▶ _À faire_
**A.** D'après l'extrait à lire, combien d'emplois la culture représente-t-elle en Belgique ?
**B.** Recopie le passage de l'extrait à lire compris entre « Les enjeux sont » et « dans un supermarché. », inclus, en renommant « supermarché » en « magasin ».
**C.** Poursuis le texte sur la reprise du secteur culturel en Belgique à la suite de sa dernière phrase.

▶ _Extrait à lire_
Les enjeux sont immenses, tant sur les plans humain, social et économique, que culturel. En Belgique, la culture représente quelque 250 000 emplois. Elle représente un pan entier de notre économie. Le secteur se sent injustement traité par rapport aux autres, car il a démontré, notamment grâce à des études scientifiques, que les risques de contamination dans les lieux culturels sont dix fois inférieurs aux risques rencontrés dans un supermarché.

Un Codeco plus que décevant

Aujourd’hui, on peut visiter des centres commerciaux. Les transports en commun sont à nouveau bondés à certaines heures. La culture, elle, attend son heure, portes closes. C’est incompréhensible à plus d’un titre. Il est, à mon sens, essentiel d’avancer vers une reprise, et surtout de mettre en place un dialogue avec le monde culturel. Ce dernier se sent complètement oublié dans le processus de déconfinement. Artistes, organisateurs, acteurs de la culture ont besoin de réponses, et d’autre chose que des “peut-être”. Le dernier Codeco est décevant, et c’est peu dire.

La Ministre Linard nous confirme la déception par rapport au Codeco du 23 avril. Une véritable occasion manquée en effet, “de donner enfin des réponses à un secteur qui attend la reprise depuis trop longtemps. Les festivals doivent s’organiser et imaginer le cas échéant des événements alternatifs à une autre échelle. Le rendez-vous a été manqué avec les travailleurs du monde culturel, mais aussi avec le public.” Elle exprime toutefois des avancées prudentes, comme la possibilité d’une reprise des événements extérieurs à 50, mi-mai, tout en comprenant le désarroi du secteur, pourtant largement préparé à cette reprise.

▶ _Données extraites_
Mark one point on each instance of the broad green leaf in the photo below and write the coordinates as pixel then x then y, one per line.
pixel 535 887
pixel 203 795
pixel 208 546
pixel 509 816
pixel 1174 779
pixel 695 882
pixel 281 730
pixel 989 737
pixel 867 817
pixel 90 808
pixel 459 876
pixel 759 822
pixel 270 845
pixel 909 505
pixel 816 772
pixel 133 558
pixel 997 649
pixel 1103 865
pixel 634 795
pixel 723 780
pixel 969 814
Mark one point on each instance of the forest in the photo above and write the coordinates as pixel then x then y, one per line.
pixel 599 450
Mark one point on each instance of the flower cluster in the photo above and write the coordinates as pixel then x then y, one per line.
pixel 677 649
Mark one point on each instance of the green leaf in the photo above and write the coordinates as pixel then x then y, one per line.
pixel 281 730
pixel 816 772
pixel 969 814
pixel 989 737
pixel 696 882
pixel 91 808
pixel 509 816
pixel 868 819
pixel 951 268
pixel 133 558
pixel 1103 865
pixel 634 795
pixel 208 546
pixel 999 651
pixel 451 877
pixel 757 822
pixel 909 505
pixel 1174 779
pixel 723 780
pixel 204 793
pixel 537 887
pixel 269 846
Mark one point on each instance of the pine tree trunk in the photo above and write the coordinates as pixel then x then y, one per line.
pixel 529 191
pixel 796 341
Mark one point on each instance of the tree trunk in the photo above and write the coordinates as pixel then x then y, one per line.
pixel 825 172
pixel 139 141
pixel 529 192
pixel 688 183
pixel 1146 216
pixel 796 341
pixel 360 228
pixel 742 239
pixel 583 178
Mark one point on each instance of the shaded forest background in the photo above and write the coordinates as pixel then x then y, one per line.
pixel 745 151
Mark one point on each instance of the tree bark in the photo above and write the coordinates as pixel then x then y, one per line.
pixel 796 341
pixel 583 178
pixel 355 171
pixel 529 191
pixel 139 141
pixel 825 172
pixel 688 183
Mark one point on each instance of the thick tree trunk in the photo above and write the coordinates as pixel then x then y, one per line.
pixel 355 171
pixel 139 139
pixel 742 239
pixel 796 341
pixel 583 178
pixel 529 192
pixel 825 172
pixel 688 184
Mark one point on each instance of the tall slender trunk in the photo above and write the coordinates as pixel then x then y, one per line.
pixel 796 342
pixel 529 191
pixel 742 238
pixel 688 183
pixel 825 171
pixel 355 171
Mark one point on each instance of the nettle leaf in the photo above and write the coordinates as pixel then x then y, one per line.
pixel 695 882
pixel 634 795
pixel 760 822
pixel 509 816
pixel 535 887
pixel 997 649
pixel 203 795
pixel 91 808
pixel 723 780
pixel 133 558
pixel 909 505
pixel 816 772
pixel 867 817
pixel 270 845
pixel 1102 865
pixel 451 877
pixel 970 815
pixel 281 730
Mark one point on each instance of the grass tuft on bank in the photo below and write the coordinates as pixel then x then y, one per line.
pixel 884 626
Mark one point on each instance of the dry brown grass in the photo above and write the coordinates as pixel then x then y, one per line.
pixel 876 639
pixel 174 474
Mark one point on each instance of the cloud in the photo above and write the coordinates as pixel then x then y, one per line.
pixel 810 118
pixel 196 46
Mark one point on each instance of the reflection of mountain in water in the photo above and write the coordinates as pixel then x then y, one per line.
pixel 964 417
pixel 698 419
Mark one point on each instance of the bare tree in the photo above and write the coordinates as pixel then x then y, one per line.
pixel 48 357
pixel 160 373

▶ _Réponses par tâche_
**A.** Quelque 250 000 emplois.

**B.**
Les enjeux sont immenses, tant sur les plans humain, social et économique, que culturel. En Belgique, la culture représente quelque 250 000 emplois. Elle représente un pan entier de notre économie. Le secteur se sent injustement traité par rapport aux autres, car il a démontré, notamment grâce à des études scientifiques, que les risques de contamination dans les lieux culturels sont dix fois inférieurs aux risques rencontrés dans un magasin.

**C.**
Still Standing for Culture : pas de pénalités

Et de poursuivre :“Je suis convaincue que les opérateurs culturels ont la capacité d’organiser des événements publics, en intérieur et en extérieur, de manière tout à fait sécurisée, responsable et respectueuse des contraintes sanitaires. C’est ce que propose le secteur culturel dans le mouvement «Still standing for Culture». Ce mouvement organise des manifestations et une mobilisation qui se conçoivent comme des actes artistiques et politiques de la part du secteur culturel. Il veut faire entendre sa voix et exprime son désaccord avec la manière dont est gérée cette crise. Ce week-end, ces actions ont été interrompues par la police à certains endroits du territoire. S’il est du rôle du bourgmestre de faire respecter la loi, les citoyens ont le droit de manifester leur désaccord. C’est pourquoi je ne pénaliserai pas financièrement les opérateurs culturels subventionnés qui ont manifesté.”

La culture, plus que tout autre secteur, a les compétences et une créativité suffisante pour offrir une belle reprise, en toute sécurité, à son public. Plus que jamais, nous avons tous besoin de vivre l’émotion d’un film, d’une pièce de théâtre, d’un concert. Je resterai vigilante et continuerai de défendre ce secteur.